*** SOURCE

Write custom summary graphs into the System.

This can be useful for things like the LabelTracker trace to interact with Traceability reports.

Parameters:

Name Type Description Default
graph_name str

The name of the graph (so that you can override it later if desired).

required
graph Union[Summary, List[Summary]]

The custom summary to be tracked.

required
Source code in fastestimator\fastestimator\summary\system.py
def add_graph(self, graph_name: str, graph: Union[Summary, List[Summary]]) -> None:
    """Write custom summary graphs into the System.

    This can be useful for things like the LabelTracker trace to interact with Traceability reports.

    Args:
        graph_name: The name of the graph (so that you can override it later if desired).
        graph: The custom summary to be tracked.
    """
    if isinstance(graph, Summary):
        self.custom_graphs[graph_name] = [graph]
    else:
        self.custom_graphs[graph_name] = list(graph)

load_state

Load training state.

Parameters:

Name Type Description Default
load_dir str

The directory from which to reload the state.

required

Raises:

Type Description
FileNotFoundError

If necessary files can not be found.

Source code in fastestimator\fastestimator\summary\system.py
def load_state(self, load_dir: str) -> None:
    """Load training state.

    Args:
        load_dir: The directory from which to reload the state.

    Raises:
        FileNotFoundError: If necessary files can not be found.
    """
    # Reload the high-level system information
    system_path = os.path.join(load_dir, 'system.json')
    if not os.path.exists(system_path):
        raise FileNotFoundError(f"Could not find system summary file at {system_path}")
    with open(system_path, 'r') as fp:
        state = json.load(fp)
    self.__dict__.update(state)
    # Reload the models
    for model in self.network.models:
        self._load_model(model, load_dir)
    # Reload everything else
    objects_path = os.path.join(load_dir, 'objects.pkl')
    if not os.path.exists(objects_path):
        raise FileNotFoundError(f"Could not find the objects summary file at {objects_path}")
    with open(objects_path, 'rb') as file:
        objects = pickle.load(file)
    self.summary.__dict__.update(objects['summary'].__dict__)
    self.custom_graphs = objects['custom_graphs']
    self._load_list(objects, 'traces', self.traces)
    self._load_list(objects, 'tops', self.network.ops)
    self._load_list(objects, 'pops', self.network.postprocessing)
    self._load_list(objects, 'nops', self.pipeline.ops)
    self._load_dict(objects, 'ds', self.pipeline.data)

reset

Reset the current System for a new round of training, including a new Summary object.

Parameters:

Name Type Description Default
summary_name Optional[str]

The name of the experiment. The Summary object will store information iff name is not None.

None
system_config Optional[str]

A description of the initialization parameters defining the associated estimator.

None
Source code in fastestimator\fastestimator\summary\system.py
def reset(self, summary_name: Optional[str] = None, system_config: Optional[str] = None) -> None:
    """Reset the current `System` for a new round of training, including a new `Summary` object.

    Args:
        summary_name: The name of the experiment. The `Summary` object will store information iff name is not None.

******

# REQUIRED TASKS
1. According to the System reference, which exception does load_state raise when necessary files cannot be found?
2. Using the System reference, explain in one to three sentences why add_graph asks for a graph_name.
3. Reproduce the part of the System reference that opens with the words containing "with open(system_path, 'r')" and closes with "self._load_model(model, load_dir)".

*** RECORDED DATA

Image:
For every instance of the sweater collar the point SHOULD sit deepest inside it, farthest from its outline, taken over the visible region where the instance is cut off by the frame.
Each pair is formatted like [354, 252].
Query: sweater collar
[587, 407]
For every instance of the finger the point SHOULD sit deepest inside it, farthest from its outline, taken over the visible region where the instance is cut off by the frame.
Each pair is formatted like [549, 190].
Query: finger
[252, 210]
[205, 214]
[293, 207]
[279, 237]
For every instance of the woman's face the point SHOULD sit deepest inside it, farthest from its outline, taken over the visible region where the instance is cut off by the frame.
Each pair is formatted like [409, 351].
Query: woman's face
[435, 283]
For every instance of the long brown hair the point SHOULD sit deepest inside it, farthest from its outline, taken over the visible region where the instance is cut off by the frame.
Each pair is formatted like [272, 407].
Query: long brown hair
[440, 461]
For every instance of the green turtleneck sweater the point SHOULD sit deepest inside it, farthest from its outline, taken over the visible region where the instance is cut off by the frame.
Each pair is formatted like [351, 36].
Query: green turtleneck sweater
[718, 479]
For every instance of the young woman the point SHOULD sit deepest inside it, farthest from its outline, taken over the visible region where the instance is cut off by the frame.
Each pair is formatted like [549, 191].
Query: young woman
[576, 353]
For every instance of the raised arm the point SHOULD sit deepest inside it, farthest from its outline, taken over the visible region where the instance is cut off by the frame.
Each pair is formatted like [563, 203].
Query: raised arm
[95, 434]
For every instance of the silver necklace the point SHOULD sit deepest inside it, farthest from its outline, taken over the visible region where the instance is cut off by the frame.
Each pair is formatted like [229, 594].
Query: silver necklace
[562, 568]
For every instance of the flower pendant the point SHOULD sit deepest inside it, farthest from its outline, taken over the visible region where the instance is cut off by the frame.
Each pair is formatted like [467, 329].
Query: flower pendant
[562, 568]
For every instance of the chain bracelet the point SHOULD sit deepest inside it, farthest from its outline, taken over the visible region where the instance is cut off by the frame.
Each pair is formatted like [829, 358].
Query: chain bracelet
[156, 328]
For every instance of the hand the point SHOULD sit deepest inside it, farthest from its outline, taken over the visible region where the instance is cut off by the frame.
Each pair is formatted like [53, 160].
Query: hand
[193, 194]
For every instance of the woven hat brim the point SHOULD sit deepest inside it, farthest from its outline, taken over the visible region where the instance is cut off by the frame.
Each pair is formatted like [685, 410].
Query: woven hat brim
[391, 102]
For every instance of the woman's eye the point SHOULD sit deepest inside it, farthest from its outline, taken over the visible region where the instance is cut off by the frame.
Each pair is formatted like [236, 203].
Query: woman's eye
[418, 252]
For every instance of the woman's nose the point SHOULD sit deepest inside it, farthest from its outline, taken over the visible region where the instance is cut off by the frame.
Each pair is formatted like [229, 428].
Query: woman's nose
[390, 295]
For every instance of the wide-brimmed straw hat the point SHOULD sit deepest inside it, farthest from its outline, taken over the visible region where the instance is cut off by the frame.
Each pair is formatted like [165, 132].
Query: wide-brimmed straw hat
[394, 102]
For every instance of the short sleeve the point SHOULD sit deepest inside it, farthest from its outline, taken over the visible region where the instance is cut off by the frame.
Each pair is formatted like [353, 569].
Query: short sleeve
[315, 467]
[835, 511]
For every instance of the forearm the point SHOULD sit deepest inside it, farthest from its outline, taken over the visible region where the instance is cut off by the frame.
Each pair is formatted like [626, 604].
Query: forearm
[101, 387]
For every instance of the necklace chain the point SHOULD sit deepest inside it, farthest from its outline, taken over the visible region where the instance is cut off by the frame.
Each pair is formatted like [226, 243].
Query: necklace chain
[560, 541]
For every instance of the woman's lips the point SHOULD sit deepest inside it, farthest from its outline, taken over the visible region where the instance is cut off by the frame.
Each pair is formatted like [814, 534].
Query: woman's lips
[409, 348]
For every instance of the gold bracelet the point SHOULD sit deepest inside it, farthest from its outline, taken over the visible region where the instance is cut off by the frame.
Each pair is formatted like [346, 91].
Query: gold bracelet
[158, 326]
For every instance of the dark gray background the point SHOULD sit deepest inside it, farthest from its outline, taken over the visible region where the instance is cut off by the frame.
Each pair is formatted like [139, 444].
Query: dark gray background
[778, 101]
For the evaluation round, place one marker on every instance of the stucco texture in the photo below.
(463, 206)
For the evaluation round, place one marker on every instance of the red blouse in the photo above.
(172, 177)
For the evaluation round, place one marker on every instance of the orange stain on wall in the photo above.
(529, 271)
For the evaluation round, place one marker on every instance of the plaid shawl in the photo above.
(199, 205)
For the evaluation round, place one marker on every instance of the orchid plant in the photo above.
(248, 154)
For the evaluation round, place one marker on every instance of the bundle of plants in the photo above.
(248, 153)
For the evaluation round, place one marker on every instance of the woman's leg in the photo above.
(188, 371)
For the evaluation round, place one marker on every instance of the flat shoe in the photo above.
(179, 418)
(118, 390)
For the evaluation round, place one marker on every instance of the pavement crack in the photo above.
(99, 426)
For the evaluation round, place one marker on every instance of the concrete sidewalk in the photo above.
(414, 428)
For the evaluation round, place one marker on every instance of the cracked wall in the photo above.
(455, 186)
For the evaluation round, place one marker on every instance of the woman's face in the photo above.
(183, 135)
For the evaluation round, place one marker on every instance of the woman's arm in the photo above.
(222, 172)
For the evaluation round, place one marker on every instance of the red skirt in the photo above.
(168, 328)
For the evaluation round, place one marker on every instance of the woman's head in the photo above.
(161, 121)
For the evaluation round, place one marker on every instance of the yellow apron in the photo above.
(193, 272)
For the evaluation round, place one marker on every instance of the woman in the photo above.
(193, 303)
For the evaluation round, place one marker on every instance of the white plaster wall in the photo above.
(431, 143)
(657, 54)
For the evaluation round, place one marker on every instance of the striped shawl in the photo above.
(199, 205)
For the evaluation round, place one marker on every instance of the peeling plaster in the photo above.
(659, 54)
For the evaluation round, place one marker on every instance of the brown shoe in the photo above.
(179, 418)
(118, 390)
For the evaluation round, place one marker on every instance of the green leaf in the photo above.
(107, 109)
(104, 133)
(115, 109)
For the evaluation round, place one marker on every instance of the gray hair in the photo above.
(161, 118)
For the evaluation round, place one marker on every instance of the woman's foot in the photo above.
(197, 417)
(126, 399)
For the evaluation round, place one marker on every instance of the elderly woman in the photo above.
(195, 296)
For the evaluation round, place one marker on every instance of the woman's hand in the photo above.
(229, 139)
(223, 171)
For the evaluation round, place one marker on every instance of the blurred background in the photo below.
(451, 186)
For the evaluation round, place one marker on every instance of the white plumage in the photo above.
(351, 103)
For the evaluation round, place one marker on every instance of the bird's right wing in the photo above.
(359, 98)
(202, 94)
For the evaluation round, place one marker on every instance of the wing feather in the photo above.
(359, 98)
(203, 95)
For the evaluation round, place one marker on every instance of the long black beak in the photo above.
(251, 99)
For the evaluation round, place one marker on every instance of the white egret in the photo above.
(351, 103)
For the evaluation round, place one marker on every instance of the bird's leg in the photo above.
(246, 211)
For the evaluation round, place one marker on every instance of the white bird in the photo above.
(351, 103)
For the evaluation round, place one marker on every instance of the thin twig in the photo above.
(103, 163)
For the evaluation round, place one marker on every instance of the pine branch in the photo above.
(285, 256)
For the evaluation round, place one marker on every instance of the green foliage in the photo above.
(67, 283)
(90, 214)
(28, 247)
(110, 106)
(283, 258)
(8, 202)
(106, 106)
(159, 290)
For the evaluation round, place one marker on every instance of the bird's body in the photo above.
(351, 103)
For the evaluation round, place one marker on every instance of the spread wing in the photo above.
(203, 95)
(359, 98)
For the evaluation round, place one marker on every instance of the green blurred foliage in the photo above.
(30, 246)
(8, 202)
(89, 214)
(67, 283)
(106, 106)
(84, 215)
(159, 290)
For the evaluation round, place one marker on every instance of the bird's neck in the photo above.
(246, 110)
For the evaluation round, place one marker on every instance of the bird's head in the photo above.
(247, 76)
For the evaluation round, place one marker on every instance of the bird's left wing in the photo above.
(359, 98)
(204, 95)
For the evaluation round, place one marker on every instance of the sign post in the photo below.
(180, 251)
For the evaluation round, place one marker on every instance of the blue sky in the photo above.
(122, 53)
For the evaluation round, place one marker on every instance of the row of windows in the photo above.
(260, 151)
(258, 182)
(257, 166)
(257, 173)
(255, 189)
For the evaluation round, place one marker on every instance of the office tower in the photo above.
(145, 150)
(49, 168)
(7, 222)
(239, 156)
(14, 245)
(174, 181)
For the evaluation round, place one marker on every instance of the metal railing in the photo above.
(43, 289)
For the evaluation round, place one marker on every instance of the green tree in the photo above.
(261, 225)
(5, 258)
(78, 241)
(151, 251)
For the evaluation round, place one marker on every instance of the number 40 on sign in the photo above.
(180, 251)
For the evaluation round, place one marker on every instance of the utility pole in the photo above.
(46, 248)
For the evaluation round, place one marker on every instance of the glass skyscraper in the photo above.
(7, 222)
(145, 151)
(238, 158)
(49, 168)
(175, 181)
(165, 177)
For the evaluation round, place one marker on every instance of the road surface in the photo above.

******

# ANSWERS FOR THIS EXERCISE
1. It raises FileNotFoundError.

2. The graph_name names the graph so that it can be overridden later if desired.

3.
with open(system_path, 'r') as fp:
        state = json.load(fp)
    self.__dict__.update(state)
    # Reload the models
    for model in self.network.models:
        self._load_model(model, load_dir)